*Supplied data*
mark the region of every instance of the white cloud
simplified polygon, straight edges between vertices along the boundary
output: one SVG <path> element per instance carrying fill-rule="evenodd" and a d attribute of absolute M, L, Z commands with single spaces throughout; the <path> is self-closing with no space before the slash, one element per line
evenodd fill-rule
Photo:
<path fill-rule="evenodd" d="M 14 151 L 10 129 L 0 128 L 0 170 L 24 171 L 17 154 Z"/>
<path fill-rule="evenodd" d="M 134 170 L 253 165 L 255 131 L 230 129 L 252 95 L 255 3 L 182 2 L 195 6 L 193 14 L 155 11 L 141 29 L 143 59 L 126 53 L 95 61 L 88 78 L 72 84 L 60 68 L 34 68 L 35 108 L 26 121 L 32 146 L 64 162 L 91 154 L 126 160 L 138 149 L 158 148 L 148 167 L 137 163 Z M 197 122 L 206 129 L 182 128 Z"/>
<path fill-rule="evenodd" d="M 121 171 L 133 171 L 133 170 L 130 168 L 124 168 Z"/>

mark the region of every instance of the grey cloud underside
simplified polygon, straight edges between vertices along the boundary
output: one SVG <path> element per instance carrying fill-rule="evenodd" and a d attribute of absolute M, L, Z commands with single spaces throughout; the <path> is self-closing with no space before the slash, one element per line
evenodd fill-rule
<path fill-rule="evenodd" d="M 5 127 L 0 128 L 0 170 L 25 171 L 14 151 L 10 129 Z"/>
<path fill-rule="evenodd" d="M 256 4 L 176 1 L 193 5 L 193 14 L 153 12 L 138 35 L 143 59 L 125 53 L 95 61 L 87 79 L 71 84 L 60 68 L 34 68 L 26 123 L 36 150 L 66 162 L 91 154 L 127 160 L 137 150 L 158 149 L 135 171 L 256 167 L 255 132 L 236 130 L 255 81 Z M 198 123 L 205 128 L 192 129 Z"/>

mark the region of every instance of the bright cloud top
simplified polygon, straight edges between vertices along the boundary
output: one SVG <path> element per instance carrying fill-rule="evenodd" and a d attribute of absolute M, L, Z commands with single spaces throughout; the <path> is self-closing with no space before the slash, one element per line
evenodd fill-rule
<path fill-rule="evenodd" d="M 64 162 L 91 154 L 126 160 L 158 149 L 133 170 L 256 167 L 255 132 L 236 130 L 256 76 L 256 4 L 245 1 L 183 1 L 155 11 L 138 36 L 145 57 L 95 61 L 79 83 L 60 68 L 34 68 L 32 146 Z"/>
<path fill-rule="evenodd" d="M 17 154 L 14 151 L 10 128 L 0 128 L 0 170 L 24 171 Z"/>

*The task*
Rewrite all of the data above, changing every occurrence of "simplified polygon" to "coarse polygon" and leaving everything else unaltered.

*The response*
mark the region of every instance of the white cloud
coarse polygon, straight edges between vertices along the boundary
output: one SVG <path> element per instance carrying fill-rule="evenodd" and a d attribute of absolute M, L, Z commands with single spaces throughout; the <path> is self-closing with no space before the slash, one element per line
evenodd fill-rule
Photo:
<path fill-rule="evenodd" d="M 14 151 L 10 129 L 0 128 L 0 170 L 24 171 L 17 154 Z"/>
<path fill-rule="evenodd" d="M 134 170 L 253 165 L 255 131 L 230 129 L 252 95 L 255 3 L 182 2 L 195 6 L 193 14 L 155 11 L 141 29 L 143 59 L 126 53 L 95 61 L 88 78 L 72 84 L 60 68 L 34 68 L 35 108 L 26 121 L 32 146 L 64 162 L 91 154 L 126 160 L 138 149 L 158 148 L 148 167 L 137 163 Z M 197 122 L 206 129 L 182 128 Z"/>
<path fill-rule="evenodd" d="M 121 171 L 133 171 L 133 170 L 130 168 L 124 168 Z"/>

mark the region of every instance of the grey cloud underside
coarse polygon, straight edges between vertices along the boundary
output: one SVG <path> element per instance carrying fill-rule="evenodd" and a d attribute of absolute M, L, Z commands with single spaces throughout; the <path> is self-closing with no space before the slash, one element per line
evenodd fill-rule
<path fill-rule="evenodd" d="M 5 127 L 0 128 L 0 170 L 25 171 L 14 151 L 10 129 Z"/>
<path fill-rule="evenodd" d="M 256 4 L 176 1 L 193 5 L 193 14 L 153 12 L 138 35 L 143 59 L 125 53 L 95 61 L 87 79 L 71 84 L 60 68 L 34 68 L 26 123 L 36 150 L 66 162 L 91 154 L 127 160 L 137 150 L 158 149 L 135 171 L 256 167 L 255 132 L 236 130 L 255 81 Z M 198 123 L 205 128 L 192 129 Z"/>

mark the region of every instance of the bright cloud top
coarse polygon, straight edges between vertices along the boundary
output: one SVG <path> element per instance carrying fill-rule="evenodd" and a d attribute of absolute M, L, Z commands with single spaces throughout; the <path> is self-closing with no space before the slash, one element per line
evenodd fill-rule
<path fill-rule="evenodd" d="M 64 162 L 91 154 L 126 160 L 158 149 L 133 170 L 256 167 L 255 132 L 236 130 L 256 76 L 256 4 L 245 1 L 183 1 L 155 11 L 138 36 L 145 57 L 95 61 L 79 83 L 60 68 L 34 68 L 32 146 Z"/>
<path fill-rule="evenodd" d="M 17 154 L 14 151 L 10 128 L 0 128 L 0 170 L 24 171 Z"/>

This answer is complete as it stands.